Die instabile Demokratie
Liebe Leserinnen und Leser,
in unserem neuen Themenheft „Wahlprogramm sucht Partei“, das im August erscheint, werden sie einen bemerkenswerten Gastbeitrag von Saagar Enjeti finden. Der US-amerikanische Journalist fragt, ob der (Links)Populismus überhaupt noch eine politische Rolle spielt. Er beschreibt den Wertekonflikt und die kulturelle Kluft, die sich zwischen den amerikanischen Linken, die behaupten, für die Arbeiter zu sprechen, und den tatsächlichen Wählern der Arbeiterklasse selbst bildete. Die Progressiven, so Enjeti, hätten sich selbst zu Richtern darüber erkoren, was populistisch ist und was nicht. Doch ihr kulturelles Empfinden sei in dramatischer Weise von dem der gewöhnlichen Amerikaner entrückt.
Schlimmer noch: Die amerikanischen Linkspopulisten unter Sanders oder Ocasio-Cortez ignorierten die Tatsache, dass fast alle ihre wirtschaftspolitischen Vorschläge in der Sprache der professionellen Managerelite formuliert und deren unpopulären soziokulturellen Positionen untergeordnet seien. Das erkläre, warum Arbeiter Parteien wählen – im Falle der USA Trumps Republikaner –, die in sozioökonomischen Fragen ihre Interessen gar nicht vertreten.
Die These, die daraus folgt, ist so wuchtig wie unangenehm: Die Republikaner könnten sich stur an eine libertäre Wirtschaftspolitik klammern, solange sie die Frustration von Millionen von Amerikanern ansprechen, die sich dem Marsch der kulturellen Linken widersetzen.
Es drängt sich geradezu die Frage auf, ob die Analyse Enjetis ebenso Antworten für Europa bereithält. Auch in Frankreich und Deutschland tobt ein Kulturkrieg. Erklärt die kulturelle Kluft, die immer tiefer zu werden scheint, auch diesseits des Atlantiks das schwache Abschneiden von linken Parteien und den Zulauf, den Marine Le Pen oder die AfD gerade von Arbeitern bekommt? Ist es doch andersherum, als es Linke gerne behaupten: Es gäbe keinen kulturellen, sondern nur einen sozialen Konflikt? Müssen Linke diesen Irrtum einräumen, wenn sie wieder siegen lernen wollen?
Erinnert sei an das Buch „Rückkehr nach Reims“ von Didier Eribon. Ähnlich wie Enjeti für die USA liefert Eribon eine Analyse des sozialen und intellektuellen Lebens seit den fünfziger Jahren in Frankreich und fragt, warum ein Teil der Arbeiterschaft zum Front National übergelaufen ist.

Ziel der Übung:
Greifen Sie den Text über die instabile Demokratie und den Linkspopulismus auf und schreiben Sie ihn nach dem letzten Satz weiter. Die Zeilen weiter unten haben damit nichts zu tun.

Bereitgestelltes Material:
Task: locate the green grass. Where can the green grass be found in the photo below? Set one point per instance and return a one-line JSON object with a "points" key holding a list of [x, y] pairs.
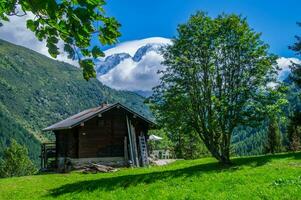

Ergebnis der Übung:
Im gegenwärtigen Frankreich, das in mannigfaltigen Krisen versinkt, glauben 65 Prozent der Franzosen, dass „die Zivilisation, wie wir sie kennen“ in den nächsten Jahren zusammenbrechen wird. Die soziale Ungleichheit hat einen Höchststand wie seit 20 Jahren nicht mehr erreicht. Mit der Wahl von Macron 2017 wurde das politische System mit seinem traditionellen Links-Rechts-Schema auf das Heftigste durcheinandergewirbelt. Die Sozialdemokratie (Parti socialiste) schrumpfte von einer Regierungspartei auf 8 Prozent. Doch auch die Hoffnungen, die sich an das linke Projekt La France Insoumise (LFI) 2017 geknüpft hatten, sind inzwischen wieder verflogen. Bei Umfragen dümpelt LFI um die 10 Prozent.
Zwar stellt sich die Situation anders dar als in den USA. Doch auch hier ist das politische Klima von einem explosiven Gemisch an Konflikten bestimmt, in dem eine weit verbreitete Verunsicherung und Orientierungslosigkeit der Gesellschaft zum Ausdruck kommt.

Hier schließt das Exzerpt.